Source passage START
Big Plans: FOUNDATION - Media Arts - Elaborate3

Big Cuz and Little J are very excited that Sissy is coming to play with them over the weekend. They both see Sissy as their special friend. Big Cuz wants to play a ‘Sisters Only’ talent quest just for she and Sissy, and Little J plans an obstacle course for all to play. Eventually, Little J, Big Cuz and Sissy come together to test their skills on the obstacle course.

Elaborate - Create and present media artworks that communicate ideas and stories to an audience

Theme - GENRE

After viewing Little J & Big Cuz, Episode 6 ‘Big Plans’, engage students with the following activities to support their understanding about producing a Reality television – Game Show.

Remind students of some of the story elements particular to this genre of television production:

  1. Characters: real people, volunteer contestants, presenter/host - not actors
  2. Setting: on location, sometimes in an exotic location
  3. Story: real, unscripted, factual stories, narratives of the volunteers
  4. Sound: voice, location, music
  5. Framing: multiple cameras recording the action from different angles, lots of post-production editing
  6. Audience: live and interactive

Little J designed his own obstacle course and reality show called ‘Brave J’s Outback Adventures’, where he was the host/compere of the show and explained the challenges confronting the contestants to the audience.

Three groups of people are usually involved in producing television game shows.

  1. The contestants: selected by audition, must be able to perform (and have a sad story to tell the judges why they need to win)
  2. The location crew: the compere/host, trainers, medical staff, etc.
  3. The production crew: director, camera person/s, sound recordist, prop artist, make-up artist, and safety person, etc.

Divide the class into separate production teams, each working on a separate reality Game Show.

Each production team must list the jobs that need to be completed by the team, allocate roles to its group members, and sequence the actions for their production so everyone is aware of the order of the contestants, and of the scenes in the show.

Every student should have a role to play in the production.
Source passage END
Carry on the teaching notes about producing a reality game show for the Little J & Big Cuz episode, starting after the sentence that says every student should have a role in the production.
Extracted data START
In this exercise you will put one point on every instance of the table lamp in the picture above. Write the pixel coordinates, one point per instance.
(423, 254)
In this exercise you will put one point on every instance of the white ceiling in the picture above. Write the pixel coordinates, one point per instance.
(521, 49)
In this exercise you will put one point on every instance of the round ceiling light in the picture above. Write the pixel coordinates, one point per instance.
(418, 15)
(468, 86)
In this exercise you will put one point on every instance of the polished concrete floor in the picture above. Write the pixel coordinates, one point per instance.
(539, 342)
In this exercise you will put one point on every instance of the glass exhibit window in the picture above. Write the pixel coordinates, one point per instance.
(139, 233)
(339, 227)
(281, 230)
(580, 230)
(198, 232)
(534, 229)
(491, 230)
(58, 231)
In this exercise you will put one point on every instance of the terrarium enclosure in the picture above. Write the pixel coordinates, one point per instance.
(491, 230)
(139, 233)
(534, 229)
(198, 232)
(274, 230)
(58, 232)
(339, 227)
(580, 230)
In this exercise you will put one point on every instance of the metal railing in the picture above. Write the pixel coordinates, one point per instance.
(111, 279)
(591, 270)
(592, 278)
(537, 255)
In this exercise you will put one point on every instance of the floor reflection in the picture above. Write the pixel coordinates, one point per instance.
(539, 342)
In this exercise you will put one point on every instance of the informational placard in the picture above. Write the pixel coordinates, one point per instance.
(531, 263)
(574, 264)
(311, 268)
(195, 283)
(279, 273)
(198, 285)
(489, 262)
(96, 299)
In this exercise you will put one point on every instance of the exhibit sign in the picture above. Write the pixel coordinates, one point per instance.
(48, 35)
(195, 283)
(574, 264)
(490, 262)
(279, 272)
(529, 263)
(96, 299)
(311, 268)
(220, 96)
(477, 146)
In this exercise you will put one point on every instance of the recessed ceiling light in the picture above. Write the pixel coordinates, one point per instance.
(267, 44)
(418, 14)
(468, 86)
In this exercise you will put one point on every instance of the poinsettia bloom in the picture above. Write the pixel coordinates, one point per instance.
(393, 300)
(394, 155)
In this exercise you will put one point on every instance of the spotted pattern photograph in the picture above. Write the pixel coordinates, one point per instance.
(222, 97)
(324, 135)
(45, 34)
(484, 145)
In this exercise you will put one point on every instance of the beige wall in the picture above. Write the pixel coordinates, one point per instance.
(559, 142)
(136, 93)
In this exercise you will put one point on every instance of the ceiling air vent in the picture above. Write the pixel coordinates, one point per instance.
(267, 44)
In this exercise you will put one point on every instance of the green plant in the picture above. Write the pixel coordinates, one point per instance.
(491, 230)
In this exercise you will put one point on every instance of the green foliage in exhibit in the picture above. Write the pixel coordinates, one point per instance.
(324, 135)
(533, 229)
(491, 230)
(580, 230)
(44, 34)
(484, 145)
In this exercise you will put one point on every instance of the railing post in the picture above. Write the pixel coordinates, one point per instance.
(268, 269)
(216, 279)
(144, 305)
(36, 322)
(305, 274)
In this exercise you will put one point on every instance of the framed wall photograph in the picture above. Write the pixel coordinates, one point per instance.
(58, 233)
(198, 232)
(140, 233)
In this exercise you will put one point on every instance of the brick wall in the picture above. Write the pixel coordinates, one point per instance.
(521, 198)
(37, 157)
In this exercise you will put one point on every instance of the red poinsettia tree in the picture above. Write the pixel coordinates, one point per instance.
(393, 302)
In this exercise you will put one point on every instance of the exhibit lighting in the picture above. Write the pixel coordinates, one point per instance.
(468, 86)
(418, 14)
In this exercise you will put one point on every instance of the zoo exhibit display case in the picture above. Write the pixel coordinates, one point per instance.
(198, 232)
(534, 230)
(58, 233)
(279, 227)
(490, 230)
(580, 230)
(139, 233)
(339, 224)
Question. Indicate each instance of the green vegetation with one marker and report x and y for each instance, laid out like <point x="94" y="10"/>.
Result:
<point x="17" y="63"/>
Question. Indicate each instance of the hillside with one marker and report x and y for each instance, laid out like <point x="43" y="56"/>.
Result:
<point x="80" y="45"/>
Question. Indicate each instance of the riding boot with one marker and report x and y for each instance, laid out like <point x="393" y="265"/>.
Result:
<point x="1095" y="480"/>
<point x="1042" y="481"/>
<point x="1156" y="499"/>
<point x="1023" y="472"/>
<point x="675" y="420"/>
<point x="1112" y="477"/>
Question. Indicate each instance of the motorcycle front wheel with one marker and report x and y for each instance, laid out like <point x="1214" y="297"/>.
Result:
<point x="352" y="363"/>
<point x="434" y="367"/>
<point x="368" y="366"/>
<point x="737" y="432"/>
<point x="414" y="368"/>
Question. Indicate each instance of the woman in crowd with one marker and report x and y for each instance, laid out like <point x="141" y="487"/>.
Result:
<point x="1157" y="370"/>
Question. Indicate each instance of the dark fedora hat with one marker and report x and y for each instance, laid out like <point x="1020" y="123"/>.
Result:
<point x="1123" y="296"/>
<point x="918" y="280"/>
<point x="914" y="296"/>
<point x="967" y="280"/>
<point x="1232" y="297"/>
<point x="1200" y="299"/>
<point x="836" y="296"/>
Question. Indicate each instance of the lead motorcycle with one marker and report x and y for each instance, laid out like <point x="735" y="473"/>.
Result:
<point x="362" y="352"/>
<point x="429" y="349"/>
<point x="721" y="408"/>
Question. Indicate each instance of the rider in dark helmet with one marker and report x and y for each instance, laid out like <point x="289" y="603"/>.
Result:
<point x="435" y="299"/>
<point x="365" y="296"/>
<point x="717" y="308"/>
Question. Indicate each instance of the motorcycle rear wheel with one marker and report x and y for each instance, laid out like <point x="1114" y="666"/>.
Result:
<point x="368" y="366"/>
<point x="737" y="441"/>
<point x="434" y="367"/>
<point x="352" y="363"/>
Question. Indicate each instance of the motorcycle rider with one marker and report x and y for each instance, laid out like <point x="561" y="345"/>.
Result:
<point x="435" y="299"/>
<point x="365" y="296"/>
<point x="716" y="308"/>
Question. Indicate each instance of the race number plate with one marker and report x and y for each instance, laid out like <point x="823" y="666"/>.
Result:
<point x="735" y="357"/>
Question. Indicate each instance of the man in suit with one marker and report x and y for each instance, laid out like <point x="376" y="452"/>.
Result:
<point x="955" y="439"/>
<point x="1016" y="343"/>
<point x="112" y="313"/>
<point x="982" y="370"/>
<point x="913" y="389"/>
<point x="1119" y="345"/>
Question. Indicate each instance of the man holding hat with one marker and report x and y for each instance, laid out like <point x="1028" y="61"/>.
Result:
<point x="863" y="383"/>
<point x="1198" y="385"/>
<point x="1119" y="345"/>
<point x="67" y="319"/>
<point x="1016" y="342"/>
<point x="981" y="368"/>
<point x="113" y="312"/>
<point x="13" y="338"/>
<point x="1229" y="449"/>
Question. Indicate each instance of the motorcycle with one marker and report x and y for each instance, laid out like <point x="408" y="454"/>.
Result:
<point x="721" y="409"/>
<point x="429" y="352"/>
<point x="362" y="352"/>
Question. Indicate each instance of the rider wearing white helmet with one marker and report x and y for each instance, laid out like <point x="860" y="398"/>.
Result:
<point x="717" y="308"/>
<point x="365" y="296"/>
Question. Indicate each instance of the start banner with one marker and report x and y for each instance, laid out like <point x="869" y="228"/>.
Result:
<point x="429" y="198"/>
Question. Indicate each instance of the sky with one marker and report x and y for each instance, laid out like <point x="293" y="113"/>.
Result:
Extracted data END
Written answer
Among the tasks to be done, each production team needs to:

  1. Storyboard the story arc, as well as the timing and sequence of scenes.
  2. Include opening titles, music theme, host introduction, synopsis of the show, introduction of contestants, length of performances, audience appreciation (sound of clapping and canned laughter), end of show judging, the announcement of the winner/s, the trophy presentation, closing music and credits.
  3. Select the ‘actors’, including those playing the Host and their assistant/s, the contestants (as the characters and their background story), and their expression (voice, gesture, etc.), and the audience (level of interaction)
  4. Design and construct: the costumes and make-up, the set with the obstacles, and other necessary props; and develop a plan where the set/obstacle course is staged and where the audience is positioned to view the competition;
  5. Allocate production equipment (real or imaginary) and production roles: such as a video camera, IPad, or mobile phone; check sound and light levels; develop a camera framing plan of different shots of the set and characters, etc.
  6. Investigate and learn from how other television shows of this reality genre have been produced, e.g. The Great Race, Survivor, Extreme Ninja, etc.

Impress on students to rehearse each segment of the show (the beginning, the middle and the end) to make sure everyone in the team is aware of the process before production starts.

After the show has been produced, each student should evaluate their part in the production, and recommend how the team could work together more effectively for future productions.